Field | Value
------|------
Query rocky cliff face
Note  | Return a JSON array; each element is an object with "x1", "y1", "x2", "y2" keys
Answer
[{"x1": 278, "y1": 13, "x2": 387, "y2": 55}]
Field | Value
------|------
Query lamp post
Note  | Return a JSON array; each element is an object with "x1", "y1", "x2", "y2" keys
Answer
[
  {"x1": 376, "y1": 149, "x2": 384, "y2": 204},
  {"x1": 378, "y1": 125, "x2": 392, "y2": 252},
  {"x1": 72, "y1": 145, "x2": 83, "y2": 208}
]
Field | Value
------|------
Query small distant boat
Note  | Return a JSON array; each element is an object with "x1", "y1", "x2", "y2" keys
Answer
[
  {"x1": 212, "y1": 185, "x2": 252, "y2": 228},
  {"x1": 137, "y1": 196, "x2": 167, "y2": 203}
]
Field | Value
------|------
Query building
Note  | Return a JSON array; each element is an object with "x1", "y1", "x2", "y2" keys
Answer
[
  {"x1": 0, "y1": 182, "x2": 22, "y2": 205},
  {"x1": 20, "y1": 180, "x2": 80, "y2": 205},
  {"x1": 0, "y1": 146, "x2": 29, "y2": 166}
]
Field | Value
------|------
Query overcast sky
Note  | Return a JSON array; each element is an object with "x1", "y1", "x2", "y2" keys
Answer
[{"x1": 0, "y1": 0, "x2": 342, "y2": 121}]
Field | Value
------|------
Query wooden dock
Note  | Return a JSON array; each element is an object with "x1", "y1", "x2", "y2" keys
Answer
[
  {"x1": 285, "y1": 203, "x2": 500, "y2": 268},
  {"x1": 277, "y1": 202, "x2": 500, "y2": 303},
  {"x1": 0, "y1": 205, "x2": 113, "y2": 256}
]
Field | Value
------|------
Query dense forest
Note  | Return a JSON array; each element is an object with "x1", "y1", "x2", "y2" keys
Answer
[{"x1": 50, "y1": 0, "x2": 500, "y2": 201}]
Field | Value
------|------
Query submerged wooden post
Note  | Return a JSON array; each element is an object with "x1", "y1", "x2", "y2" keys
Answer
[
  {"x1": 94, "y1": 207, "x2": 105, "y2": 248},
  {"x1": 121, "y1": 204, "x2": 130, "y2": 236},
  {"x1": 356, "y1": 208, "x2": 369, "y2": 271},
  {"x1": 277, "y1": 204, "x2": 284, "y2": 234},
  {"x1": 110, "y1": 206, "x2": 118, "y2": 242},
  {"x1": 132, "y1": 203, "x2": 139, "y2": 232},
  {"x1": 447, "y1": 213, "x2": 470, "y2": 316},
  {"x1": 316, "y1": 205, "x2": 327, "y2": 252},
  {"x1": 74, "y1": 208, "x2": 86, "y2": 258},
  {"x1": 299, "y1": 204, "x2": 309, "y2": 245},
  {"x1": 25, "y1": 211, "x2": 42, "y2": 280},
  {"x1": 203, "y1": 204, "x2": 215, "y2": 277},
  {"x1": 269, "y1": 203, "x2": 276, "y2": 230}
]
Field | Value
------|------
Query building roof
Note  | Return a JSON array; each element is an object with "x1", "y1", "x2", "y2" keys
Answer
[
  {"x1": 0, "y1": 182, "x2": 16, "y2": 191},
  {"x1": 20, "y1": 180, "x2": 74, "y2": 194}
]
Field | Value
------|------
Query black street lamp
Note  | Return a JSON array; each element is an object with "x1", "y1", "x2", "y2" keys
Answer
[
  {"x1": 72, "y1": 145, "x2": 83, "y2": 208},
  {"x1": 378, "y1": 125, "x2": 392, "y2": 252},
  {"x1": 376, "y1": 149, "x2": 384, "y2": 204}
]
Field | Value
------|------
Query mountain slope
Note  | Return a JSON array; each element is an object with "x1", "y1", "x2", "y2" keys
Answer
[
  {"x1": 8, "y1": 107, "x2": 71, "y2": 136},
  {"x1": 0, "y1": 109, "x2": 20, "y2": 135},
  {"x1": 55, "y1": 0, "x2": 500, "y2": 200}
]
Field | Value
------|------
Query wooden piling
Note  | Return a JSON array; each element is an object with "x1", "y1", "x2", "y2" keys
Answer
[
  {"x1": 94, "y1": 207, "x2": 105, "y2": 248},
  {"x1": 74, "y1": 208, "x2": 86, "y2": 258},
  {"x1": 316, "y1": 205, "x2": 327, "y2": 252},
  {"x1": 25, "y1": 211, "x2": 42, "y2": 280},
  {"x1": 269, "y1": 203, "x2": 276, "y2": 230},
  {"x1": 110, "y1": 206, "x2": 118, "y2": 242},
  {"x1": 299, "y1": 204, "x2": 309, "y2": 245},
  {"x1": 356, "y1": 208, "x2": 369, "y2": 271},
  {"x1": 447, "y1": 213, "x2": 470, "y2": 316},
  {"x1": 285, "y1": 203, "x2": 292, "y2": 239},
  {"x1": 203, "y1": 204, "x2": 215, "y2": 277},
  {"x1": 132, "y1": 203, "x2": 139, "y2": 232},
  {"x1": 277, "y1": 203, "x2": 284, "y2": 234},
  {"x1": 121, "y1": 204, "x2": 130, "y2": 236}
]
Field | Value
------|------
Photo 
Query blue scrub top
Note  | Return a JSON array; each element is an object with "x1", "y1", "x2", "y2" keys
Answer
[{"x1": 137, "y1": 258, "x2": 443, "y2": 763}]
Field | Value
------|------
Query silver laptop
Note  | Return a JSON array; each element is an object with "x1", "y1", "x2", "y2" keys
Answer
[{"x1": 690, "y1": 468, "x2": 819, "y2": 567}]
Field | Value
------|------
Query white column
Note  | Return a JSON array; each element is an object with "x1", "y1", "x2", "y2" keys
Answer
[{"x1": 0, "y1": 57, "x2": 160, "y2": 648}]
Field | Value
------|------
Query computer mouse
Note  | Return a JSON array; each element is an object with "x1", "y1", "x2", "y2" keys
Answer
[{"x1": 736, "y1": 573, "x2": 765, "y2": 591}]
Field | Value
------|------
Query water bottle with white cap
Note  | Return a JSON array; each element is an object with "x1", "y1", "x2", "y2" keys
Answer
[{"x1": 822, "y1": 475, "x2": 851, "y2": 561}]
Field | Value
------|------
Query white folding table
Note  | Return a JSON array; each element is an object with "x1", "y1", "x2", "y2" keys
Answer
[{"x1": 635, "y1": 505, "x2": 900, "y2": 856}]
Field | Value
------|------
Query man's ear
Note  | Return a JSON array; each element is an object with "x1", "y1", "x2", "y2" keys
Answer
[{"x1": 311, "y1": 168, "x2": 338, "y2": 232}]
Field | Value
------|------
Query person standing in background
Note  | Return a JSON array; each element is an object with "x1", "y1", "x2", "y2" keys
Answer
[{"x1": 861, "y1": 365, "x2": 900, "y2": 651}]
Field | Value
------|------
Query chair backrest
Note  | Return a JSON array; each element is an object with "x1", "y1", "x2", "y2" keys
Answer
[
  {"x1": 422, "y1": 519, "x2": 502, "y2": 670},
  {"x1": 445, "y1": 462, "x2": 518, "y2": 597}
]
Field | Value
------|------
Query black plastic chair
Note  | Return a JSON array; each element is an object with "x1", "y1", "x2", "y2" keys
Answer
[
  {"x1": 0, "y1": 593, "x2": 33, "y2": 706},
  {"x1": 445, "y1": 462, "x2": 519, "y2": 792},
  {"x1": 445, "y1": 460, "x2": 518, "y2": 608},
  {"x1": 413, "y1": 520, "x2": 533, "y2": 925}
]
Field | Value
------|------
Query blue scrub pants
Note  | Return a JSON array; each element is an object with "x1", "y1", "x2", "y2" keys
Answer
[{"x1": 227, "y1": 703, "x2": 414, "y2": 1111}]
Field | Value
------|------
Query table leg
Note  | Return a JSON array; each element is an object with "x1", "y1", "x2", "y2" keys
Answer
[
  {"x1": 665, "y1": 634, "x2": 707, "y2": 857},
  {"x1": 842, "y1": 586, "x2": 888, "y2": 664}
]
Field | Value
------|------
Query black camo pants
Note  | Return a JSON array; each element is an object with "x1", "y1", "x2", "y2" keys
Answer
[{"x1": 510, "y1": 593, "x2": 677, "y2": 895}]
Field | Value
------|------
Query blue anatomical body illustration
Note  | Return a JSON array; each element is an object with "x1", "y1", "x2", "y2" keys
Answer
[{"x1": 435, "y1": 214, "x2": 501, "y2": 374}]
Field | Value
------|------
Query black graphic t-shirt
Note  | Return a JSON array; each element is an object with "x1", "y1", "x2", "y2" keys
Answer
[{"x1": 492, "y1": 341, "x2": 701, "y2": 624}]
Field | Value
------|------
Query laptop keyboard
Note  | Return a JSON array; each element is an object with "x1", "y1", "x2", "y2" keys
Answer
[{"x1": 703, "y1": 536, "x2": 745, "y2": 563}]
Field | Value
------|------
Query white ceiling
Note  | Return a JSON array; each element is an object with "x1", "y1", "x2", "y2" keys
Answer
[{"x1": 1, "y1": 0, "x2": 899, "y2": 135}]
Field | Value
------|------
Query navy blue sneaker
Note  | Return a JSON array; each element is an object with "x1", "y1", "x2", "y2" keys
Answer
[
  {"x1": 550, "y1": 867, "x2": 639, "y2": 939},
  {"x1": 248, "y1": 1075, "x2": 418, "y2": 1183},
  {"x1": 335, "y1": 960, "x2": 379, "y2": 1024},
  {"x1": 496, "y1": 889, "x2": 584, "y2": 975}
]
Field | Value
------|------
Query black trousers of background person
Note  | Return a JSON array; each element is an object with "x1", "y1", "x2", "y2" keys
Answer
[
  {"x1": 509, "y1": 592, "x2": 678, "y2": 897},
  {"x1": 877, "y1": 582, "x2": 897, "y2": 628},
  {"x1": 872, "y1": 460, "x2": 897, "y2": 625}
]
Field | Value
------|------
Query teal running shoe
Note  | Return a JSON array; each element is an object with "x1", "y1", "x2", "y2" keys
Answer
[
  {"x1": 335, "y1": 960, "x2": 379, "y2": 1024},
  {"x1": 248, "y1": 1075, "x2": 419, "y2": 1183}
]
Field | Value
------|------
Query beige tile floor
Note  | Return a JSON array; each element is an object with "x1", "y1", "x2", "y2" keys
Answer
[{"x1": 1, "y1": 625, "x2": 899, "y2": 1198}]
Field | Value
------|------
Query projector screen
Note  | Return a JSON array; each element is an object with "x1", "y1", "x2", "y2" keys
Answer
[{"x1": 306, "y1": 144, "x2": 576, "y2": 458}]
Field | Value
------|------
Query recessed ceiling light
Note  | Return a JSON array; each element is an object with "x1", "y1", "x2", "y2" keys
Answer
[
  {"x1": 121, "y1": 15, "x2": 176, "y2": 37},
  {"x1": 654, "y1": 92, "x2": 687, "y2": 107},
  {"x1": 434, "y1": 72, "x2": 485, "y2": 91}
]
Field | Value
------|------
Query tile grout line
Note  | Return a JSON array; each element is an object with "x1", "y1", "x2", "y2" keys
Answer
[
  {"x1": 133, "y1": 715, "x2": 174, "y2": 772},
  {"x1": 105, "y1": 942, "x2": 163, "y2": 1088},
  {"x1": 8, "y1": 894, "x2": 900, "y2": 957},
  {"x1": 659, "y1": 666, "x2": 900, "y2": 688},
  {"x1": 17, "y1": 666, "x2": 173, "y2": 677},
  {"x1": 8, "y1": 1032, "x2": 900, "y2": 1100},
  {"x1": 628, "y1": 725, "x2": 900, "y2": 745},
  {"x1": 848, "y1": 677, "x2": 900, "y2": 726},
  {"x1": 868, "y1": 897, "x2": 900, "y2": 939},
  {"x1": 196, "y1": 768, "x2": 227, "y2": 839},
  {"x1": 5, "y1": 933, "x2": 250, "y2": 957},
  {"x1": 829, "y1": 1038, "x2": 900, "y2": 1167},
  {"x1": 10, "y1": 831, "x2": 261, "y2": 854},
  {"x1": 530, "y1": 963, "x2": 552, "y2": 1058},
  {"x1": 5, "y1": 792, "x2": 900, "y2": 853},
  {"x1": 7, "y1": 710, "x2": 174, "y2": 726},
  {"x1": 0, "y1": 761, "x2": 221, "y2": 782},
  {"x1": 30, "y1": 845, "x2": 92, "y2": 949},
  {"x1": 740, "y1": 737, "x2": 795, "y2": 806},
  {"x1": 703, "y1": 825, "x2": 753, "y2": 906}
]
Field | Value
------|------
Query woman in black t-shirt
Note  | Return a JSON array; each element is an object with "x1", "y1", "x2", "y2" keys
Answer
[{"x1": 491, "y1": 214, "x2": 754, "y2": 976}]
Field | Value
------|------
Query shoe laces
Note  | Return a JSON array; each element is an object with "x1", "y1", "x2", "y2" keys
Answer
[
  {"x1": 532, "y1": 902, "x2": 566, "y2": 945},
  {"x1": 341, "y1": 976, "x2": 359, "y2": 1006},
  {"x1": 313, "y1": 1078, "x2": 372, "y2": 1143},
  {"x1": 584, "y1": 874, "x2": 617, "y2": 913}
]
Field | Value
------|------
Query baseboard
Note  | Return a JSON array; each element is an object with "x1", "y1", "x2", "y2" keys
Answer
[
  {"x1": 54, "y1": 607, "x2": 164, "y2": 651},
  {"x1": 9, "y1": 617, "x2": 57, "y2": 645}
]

● **Activity**
Search the data above for the word "wooden", then gather each line in which it appears.

● **Answer**
Query wooden dock
Query submerged wooden post
Query wooden piling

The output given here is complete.